# USA work visa and a criminal record - help



## dottielady (Aug 15, 2013)

Hi all,

I've been reading for a while now, but this is my first post. Appreciate that there have been quite a few posts of this nature, but I'm hoping for some clarity on my situation please.

My husband has just been offered a job in the U.S - it's a two year contract for a great company. However, he was convicted of ABH ten years ago (when he was 19) and was given a fine as punishment (no jail time, no community hours, just the fine).

About five years ago, we were looking to go on holiday to the U.S and he decided to be absolutely honest and apply for a visa as we weren't sure if the crime counted as Moral Turpitude. He was unfortunately rejected for a tourist visa, but was told to try again in a few years.

We've never tried since, as we wanted to leave it as long as possible. Now it's coming to a time where he needs to apply for a work visa and we're extremely concerned that he will be rejected again.

He will mention the situation to the recruitment consultant who has secured him the role, but I am unsure if they will be able to help.

Does anyone have any advice/experience of this, and do you think he has a chance of getting a work visa? 

Thanks x


----------



## twostep (Apr 3, 2008)

This forum is staffed by volunteers not a legal counsel. 

He was convicted and will have to disclose this and the rejected visa. Has he requested his court records showing all the details and his police report?

It is up to the potential employer to move forward with the offer and the visa process.


----------



## Davis1 (Feb 20, 2009)

you should never deal with consultant for h1B far too many scam deal direct 
with the employer ..very few companies would spend all that money for a two 
year employee

gwt you own aila lawyer in london there are a few 
the conviction may be a poroblem


----------

◆ **PROBLEM REQUIREMENTS**
Please answer these questions about the forum thread on a U.S. work visa, one answer per line.
1. How old was the husband when he was convicted of ABH?
2. What kind of visa was he refused about five years ago?
3. According to Davis1, whom should he deal with directly instead of a consultant?
You won't need the records for anything here.

[Records from a data collection]
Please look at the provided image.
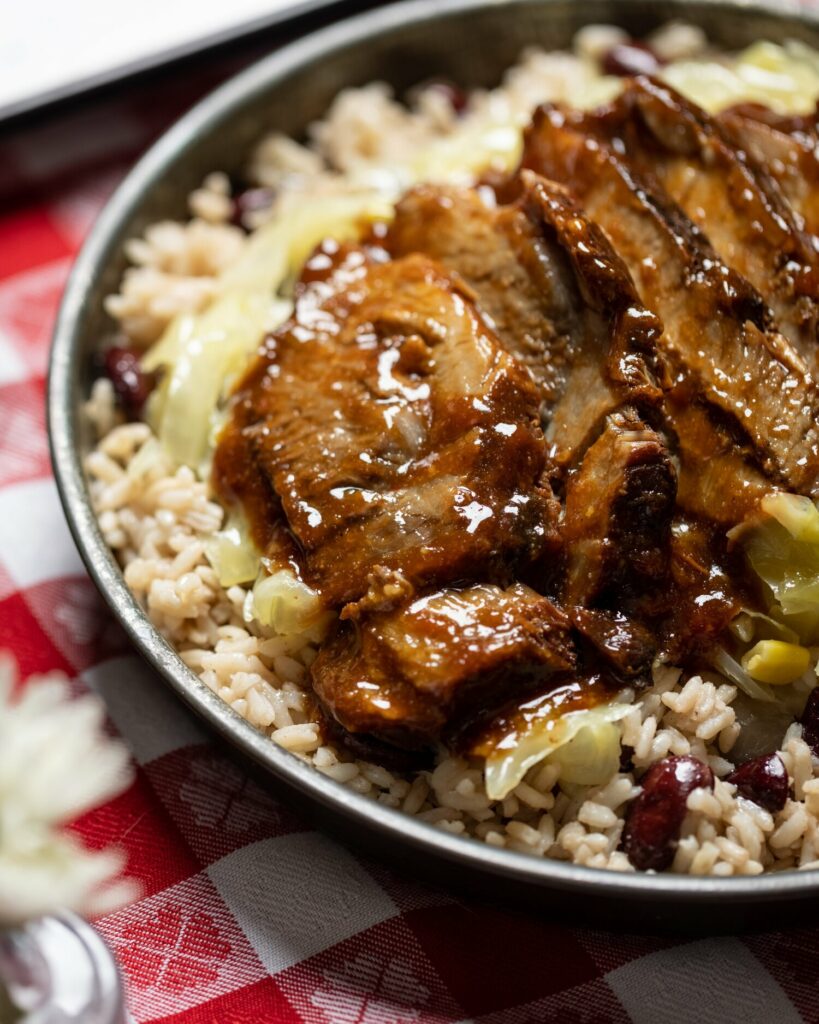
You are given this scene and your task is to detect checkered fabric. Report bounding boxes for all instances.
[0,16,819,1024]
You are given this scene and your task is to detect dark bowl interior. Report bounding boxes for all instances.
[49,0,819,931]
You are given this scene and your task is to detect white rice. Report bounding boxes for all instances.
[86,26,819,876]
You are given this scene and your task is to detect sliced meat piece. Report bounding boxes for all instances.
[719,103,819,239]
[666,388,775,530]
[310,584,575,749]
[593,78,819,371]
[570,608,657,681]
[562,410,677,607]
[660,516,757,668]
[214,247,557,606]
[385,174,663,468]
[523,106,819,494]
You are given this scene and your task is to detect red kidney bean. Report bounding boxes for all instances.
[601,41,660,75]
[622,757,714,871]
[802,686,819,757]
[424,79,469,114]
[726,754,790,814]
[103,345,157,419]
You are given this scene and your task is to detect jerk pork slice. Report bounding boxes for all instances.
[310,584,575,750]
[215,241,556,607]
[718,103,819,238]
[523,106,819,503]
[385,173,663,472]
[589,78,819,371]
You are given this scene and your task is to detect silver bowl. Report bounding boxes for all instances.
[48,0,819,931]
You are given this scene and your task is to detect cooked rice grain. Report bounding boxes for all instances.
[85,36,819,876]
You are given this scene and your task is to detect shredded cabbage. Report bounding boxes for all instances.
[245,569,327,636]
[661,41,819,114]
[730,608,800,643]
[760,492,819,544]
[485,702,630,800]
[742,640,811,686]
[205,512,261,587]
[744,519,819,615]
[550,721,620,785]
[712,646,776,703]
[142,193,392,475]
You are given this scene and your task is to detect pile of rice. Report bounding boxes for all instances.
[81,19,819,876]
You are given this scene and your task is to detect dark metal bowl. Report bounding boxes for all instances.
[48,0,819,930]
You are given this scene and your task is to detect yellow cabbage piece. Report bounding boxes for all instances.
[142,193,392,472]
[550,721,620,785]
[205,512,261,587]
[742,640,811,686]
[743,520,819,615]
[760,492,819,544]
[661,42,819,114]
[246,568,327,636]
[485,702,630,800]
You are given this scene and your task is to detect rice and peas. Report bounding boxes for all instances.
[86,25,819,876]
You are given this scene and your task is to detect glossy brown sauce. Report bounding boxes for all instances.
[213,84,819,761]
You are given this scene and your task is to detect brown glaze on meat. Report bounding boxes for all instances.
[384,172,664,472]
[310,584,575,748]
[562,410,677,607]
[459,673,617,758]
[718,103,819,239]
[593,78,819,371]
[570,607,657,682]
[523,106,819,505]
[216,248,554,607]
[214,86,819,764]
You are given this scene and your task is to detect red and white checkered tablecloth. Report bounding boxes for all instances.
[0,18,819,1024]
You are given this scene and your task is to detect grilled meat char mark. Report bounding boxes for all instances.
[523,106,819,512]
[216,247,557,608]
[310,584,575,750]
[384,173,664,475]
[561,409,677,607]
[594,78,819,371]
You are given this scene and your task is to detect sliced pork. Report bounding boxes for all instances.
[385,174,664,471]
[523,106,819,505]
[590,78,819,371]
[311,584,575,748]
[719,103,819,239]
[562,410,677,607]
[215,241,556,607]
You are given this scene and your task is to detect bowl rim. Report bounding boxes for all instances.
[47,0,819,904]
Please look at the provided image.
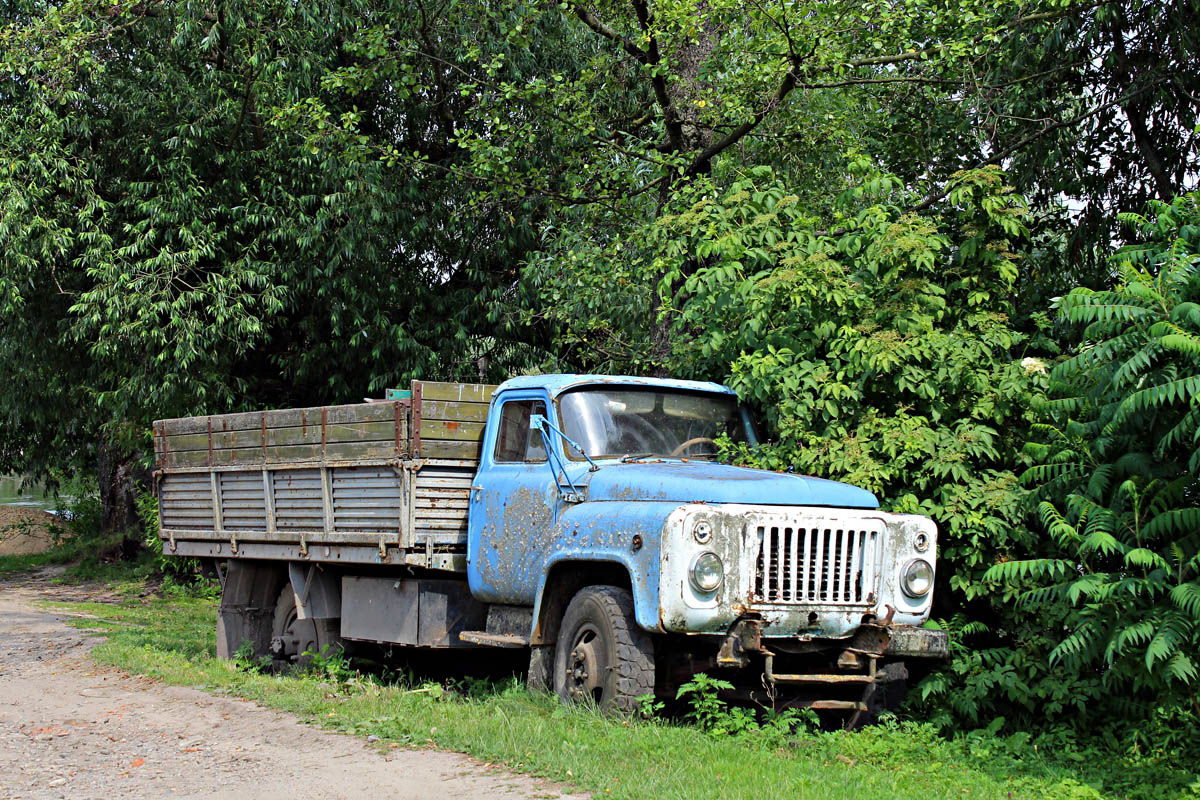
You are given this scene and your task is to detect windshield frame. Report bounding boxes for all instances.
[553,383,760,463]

◆ **EXERCISE RESPONSE**
1. 19
2. A tourist visa
3. The employer